DOCUMENTFRAGMENT:
####
Artikel 11 Werkwijze/procedureel

  • 1. De voorzitter maakt openbaar welke andere functies dan zijn lidmaatschap van de commissie worden vervuld. Openbaarmaking geschiedt door ter inzagelegging van een opgave van de bedoelde functies op het gemeentehuis (griffie).

  • 2. Voor het bepalen van wat voor de voorzitter van de commissie als verboden handelingen moet worden aangemerkt, is artikel 15 lid 1 Gemeentewet van overeenkomstige toepassing.

Artikel 12 Budget

  • 1. De commissie is bevoegd binnen een aan haar bij de begroting beschikbaar gesteld budget uitgaven te doen ten behoeve van de uitvoering van haar taken.

  • 2. De commissie is voor de besteding van het budget uitsluitend verantwoording verschuldigd aan de raad.

  • 3. Het budgetbeheer van de commissie ligt in formele zin bij de voorzitter van de commissie en in materiële zin bij de griffier.
####
GEËXTRAHEERDE GEGEVENS:
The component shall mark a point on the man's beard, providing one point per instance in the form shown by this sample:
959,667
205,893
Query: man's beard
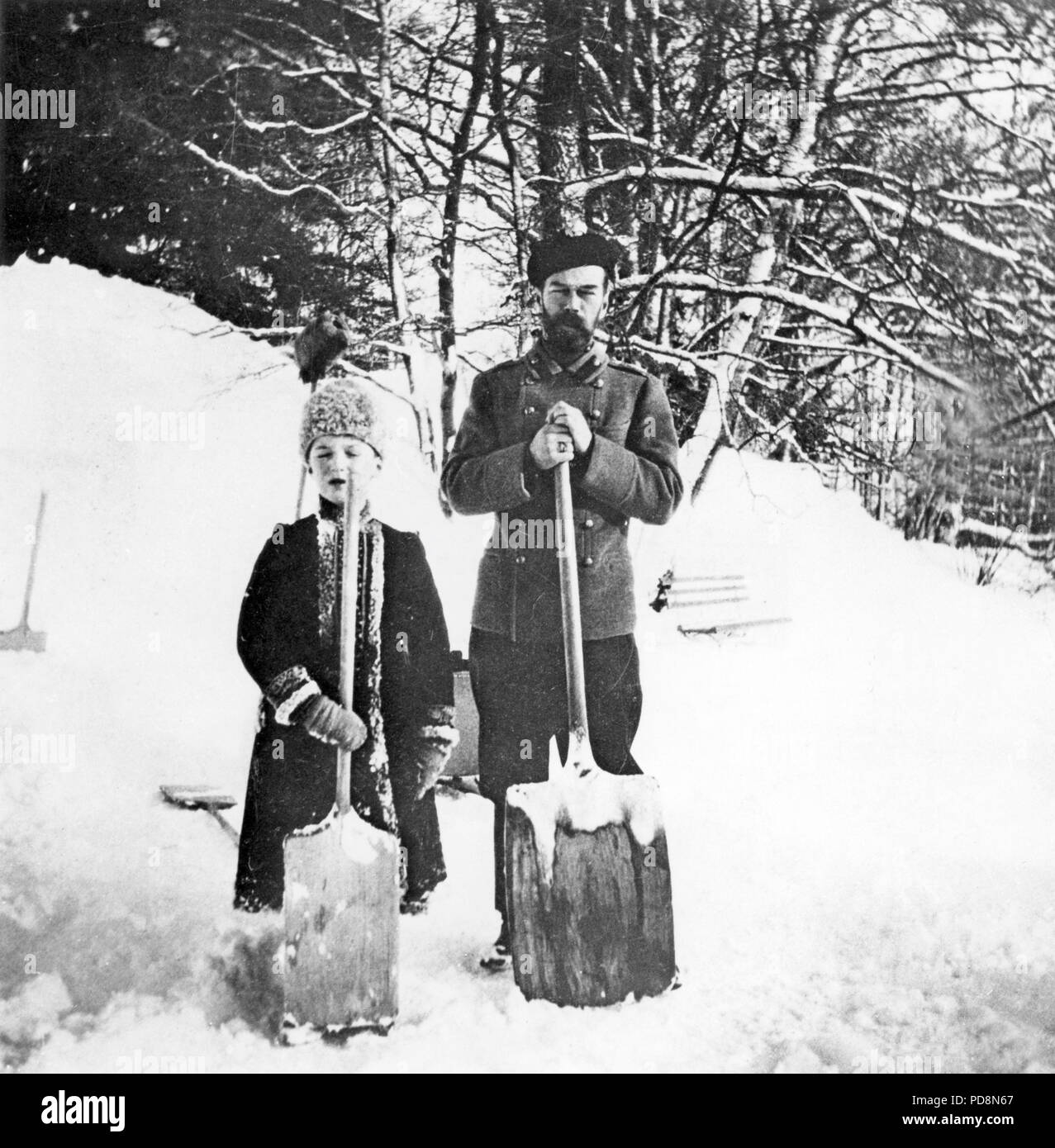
####
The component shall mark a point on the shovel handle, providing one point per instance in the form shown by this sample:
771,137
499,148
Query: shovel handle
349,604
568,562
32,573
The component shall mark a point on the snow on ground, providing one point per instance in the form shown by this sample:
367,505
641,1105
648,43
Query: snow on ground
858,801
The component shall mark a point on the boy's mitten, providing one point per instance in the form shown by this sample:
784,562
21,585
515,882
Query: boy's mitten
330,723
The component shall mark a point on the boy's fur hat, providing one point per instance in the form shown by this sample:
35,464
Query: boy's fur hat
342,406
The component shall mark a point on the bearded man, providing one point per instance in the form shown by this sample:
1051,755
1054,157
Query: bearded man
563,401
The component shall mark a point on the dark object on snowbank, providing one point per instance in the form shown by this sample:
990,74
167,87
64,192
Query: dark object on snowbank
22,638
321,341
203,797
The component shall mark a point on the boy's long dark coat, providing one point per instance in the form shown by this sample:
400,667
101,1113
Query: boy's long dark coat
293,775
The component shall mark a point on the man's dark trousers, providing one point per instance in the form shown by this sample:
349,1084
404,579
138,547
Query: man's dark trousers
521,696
####
DOELSTELLINGEN:
1. Vat de alinea uit het documentfragment die begint met "De voorzitter maakt openbaar" samen in één beknopte zin, met behoud van de kernfeiten.
2. Bij wie ligt volgens het documentfragment het budgetbeheer van de commissie in materiële zin?

OEFENRESULTATEN:
1. De voorzitter maakt zijn functies naast het commissielidmaatschap openbaar door een opgave ervan ter inzage te leggen op het gemeentehuis (griffie).

2. Bij de griffier.